Your instructions - Scale the lines that begin with the line containing "Within this scene, the blue sky—where is it?" and continue through the line containing "[801,507,952,697]", both included, and reproduce only those lines with their requests. Multiply every bounding box coordinate in the answers by 1.8 and round each result to a whole number, rounding halves up.

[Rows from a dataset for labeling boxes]
——

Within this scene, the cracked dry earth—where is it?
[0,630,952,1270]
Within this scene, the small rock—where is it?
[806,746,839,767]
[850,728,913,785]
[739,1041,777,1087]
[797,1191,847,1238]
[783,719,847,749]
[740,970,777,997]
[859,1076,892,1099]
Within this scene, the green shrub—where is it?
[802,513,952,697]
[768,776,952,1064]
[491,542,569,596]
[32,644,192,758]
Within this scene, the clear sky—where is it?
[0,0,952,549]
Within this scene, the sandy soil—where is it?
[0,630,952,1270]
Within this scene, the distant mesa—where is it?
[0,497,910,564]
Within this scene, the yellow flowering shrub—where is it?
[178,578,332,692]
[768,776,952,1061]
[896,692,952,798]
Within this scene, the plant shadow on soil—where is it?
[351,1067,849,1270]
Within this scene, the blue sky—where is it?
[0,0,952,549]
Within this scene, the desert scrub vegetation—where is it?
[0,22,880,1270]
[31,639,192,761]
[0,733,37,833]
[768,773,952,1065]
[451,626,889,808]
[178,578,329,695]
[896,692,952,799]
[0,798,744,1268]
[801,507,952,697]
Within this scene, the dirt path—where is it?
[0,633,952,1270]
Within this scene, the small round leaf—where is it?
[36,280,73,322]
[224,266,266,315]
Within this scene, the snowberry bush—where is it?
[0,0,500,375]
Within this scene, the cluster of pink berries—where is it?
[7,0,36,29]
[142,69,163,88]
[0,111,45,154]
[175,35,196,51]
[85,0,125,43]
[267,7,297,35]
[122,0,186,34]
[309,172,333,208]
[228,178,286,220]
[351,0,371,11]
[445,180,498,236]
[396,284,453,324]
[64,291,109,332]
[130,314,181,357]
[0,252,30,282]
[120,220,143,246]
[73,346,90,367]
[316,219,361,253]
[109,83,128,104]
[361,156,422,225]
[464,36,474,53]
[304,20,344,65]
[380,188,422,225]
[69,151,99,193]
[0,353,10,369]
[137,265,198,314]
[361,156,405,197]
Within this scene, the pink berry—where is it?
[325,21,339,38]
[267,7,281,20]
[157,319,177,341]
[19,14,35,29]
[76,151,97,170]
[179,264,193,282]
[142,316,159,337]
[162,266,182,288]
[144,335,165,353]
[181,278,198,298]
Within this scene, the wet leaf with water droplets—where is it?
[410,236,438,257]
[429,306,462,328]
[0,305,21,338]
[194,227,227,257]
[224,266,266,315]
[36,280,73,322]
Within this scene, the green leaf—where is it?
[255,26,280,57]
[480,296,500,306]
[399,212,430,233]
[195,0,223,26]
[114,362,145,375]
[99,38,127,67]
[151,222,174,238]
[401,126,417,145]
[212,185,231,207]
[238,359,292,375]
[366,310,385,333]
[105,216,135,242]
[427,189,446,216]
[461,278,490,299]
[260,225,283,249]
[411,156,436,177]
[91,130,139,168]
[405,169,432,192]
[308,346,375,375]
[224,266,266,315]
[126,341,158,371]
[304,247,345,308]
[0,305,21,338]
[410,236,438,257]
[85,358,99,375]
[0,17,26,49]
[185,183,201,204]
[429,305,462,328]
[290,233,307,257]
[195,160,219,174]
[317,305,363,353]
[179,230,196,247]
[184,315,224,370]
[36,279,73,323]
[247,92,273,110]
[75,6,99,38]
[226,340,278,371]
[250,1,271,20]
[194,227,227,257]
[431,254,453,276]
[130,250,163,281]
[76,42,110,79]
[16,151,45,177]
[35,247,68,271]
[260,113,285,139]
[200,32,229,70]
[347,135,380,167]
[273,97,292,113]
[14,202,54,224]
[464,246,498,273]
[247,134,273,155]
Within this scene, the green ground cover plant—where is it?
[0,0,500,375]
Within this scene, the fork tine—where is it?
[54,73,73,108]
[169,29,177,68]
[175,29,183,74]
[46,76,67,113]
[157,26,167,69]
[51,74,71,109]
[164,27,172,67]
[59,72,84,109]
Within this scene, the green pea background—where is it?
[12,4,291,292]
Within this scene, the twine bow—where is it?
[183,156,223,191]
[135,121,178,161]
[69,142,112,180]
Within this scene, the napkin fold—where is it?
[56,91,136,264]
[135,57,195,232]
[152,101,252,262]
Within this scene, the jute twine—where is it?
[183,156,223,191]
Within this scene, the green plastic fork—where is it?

——

Response to this task -
Within this scene, the blue sky—where is it?
[0,0,1714,988]
Within this scene, the desert scrub vegetation—where is it?
[0,40,1584,2286]
[56,1150,346,1370]
[0,1319,67,1499]
[1382,1391,1714,1917]
[812,1127,1600,1454]
[320,1040,592,1251]
[1613,1246,1714,1438]
[0,1436,1339,2282]
[1442,913,1714,1255]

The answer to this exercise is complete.